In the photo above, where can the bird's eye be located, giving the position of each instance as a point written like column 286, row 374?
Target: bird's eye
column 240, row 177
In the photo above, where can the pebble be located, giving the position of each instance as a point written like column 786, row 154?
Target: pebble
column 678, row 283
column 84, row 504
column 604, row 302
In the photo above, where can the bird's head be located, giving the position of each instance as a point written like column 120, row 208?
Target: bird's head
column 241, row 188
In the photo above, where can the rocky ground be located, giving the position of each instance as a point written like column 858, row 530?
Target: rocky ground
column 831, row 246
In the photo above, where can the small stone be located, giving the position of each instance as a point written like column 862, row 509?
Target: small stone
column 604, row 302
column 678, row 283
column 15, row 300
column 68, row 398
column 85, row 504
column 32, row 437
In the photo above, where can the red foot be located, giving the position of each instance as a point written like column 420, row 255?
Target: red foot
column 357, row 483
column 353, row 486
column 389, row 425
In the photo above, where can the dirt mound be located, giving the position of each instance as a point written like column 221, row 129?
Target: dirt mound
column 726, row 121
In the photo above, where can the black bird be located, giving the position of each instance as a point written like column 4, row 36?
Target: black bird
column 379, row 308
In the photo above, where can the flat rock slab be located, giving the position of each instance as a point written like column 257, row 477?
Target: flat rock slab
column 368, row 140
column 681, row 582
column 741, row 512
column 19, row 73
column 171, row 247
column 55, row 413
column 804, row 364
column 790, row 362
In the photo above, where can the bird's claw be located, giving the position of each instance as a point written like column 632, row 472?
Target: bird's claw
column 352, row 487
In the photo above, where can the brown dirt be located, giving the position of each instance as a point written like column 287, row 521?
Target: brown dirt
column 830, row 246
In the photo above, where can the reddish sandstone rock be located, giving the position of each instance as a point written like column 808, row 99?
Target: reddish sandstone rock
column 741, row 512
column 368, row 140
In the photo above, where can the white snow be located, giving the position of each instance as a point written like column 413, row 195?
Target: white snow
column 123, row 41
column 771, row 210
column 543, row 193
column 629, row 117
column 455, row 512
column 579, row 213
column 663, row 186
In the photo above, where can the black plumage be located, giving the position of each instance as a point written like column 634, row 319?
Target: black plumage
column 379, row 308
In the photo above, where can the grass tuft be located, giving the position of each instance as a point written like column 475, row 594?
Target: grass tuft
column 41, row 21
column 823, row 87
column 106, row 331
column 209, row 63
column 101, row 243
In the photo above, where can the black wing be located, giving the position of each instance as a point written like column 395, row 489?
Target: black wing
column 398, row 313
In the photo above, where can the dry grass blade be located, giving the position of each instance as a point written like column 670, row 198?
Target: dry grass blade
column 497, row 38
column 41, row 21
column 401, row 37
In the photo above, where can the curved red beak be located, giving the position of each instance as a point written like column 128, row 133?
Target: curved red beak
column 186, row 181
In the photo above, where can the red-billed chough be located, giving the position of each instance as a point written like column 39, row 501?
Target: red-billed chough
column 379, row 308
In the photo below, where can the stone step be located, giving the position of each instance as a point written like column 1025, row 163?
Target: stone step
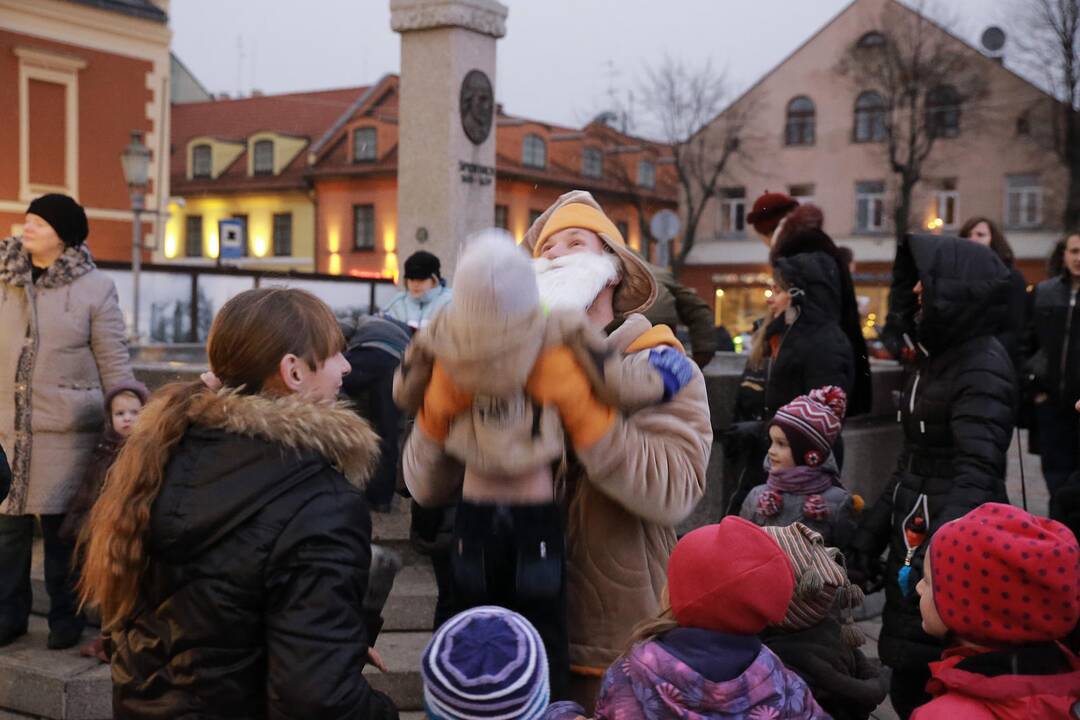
column 53, row 683
column 402, row 653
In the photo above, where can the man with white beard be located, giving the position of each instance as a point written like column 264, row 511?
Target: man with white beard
column 624, row 492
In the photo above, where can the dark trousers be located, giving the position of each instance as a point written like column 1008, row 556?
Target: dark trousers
column 513, row 556
column 1057, row 443
column 16, row 544
column 907, row 690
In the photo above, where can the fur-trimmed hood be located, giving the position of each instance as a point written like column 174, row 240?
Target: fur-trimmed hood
column 15, row 266
column 242, row 452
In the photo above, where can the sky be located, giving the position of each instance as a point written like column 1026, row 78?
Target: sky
column 561, row 60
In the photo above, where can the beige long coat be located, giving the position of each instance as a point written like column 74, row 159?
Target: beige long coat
column 62, row 345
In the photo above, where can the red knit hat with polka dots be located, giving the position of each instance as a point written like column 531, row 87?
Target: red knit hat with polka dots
column 1003, row 575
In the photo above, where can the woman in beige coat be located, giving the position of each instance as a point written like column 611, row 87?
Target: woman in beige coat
column 62, row 344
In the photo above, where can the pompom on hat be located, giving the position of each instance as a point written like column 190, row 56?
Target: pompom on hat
column 1002, row 575
column 637, row 288
column 487, row 662
column 730, row 576
column 812, row 422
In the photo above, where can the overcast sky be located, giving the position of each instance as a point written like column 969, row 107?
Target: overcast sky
column 559, row 60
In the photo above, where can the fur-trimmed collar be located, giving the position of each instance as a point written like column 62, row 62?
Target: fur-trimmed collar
column 15, row 266
column 333, row 430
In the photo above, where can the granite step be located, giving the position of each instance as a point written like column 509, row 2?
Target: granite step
column 53, row 683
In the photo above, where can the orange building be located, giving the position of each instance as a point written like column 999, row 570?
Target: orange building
column 348, row 172
column 82, row 75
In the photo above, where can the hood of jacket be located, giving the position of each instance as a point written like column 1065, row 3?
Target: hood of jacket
column 242, row 451
column 15, row 266
column 964, row 289
column 813, row 280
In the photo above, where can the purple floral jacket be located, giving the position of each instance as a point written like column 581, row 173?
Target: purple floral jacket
column 650, row 683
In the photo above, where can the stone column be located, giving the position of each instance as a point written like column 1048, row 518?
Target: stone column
column 446, row 122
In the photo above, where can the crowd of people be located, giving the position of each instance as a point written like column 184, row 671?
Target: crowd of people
column 551, row 438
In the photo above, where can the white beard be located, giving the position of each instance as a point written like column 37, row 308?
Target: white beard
column 574, row 281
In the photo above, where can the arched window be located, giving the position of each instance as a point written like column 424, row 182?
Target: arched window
column 201, row 161
column 871, row 40
column 262, row 162
column 534, row 151
column 800, row 121
column 869, row 118
column 943, row 111
column 592, row 162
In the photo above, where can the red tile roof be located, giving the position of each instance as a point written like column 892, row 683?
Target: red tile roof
column 300, row 114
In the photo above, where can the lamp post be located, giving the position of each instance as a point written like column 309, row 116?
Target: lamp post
column 136, row 163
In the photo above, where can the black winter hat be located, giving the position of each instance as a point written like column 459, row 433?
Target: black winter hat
column 421, row 266
column 65, row 215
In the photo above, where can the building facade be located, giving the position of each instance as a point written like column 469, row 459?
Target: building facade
column 82, row 76
column 331, row 163
column 819, row 138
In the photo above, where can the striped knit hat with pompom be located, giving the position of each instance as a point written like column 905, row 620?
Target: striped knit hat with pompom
column 485, row 663
column 820, row 581
column 812, row 422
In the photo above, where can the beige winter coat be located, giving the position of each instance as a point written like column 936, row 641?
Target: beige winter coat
column 62, row 345
column 624, row 497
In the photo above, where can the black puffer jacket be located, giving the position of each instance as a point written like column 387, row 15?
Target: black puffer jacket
column 814, row 350
column 258, row 561
column 957, row 413
column 1054, row 336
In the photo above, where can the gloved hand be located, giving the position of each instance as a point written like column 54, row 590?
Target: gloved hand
column 674, row 368
column 443, row 401
column 557, row 380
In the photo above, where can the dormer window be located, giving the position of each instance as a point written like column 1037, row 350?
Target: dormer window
column 201, row 161
column 364, row 149
column 262, row 161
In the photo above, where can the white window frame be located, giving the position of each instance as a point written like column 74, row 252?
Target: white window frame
column 730, row 216
column 1027, row 194
column 875, row 208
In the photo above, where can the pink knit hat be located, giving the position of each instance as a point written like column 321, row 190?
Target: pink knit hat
column 812, row 422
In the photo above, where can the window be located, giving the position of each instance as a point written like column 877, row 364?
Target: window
column 282, row 234
column 1023, row 201
column 534, row 151
column 200, row 161
column 262, row 163
column 871, row 40
column 800, row 121
column 592, row 163
column 363, row 227
column 192, row 236
column 363, row 145
column 945, row 201
column 646, row 174
column 804, row 193
column 943, row 111
column 243, row 223
column 869, row 118
column 732, row 212
column 869, row 206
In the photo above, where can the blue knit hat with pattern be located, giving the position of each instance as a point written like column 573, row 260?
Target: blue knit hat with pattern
column 485, row 663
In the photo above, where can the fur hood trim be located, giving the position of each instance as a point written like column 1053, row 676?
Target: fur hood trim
column 15, row 266
column 333, row 430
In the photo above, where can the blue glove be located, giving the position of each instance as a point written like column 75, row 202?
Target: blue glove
column 675, row 368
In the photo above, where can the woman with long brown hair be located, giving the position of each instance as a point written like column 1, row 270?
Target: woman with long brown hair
column 230, row 548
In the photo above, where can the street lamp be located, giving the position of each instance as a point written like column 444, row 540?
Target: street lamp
column 136, row 162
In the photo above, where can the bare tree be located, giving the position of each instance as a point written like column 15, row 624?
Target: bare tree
column 685, row 105
column 927, row 80
column 1049, row 40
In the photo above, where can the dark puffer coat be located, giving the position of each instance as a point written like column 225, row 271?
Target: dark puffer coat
column 258, row 559
column 957, row 413
column 1055, row 335
column 814, row 350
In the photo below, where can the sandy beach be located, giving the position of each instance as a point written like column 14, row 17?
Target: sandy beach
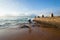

○ ○ ○ ○ ○

▶ **Exercise directions**
From the records above, copy every line that includes the word "beach".

▶ **Written reply**
In the photo below, where can the sandy beach be located, giving the position of each instance as a point written like column 14, row 17?
Target: sandy beach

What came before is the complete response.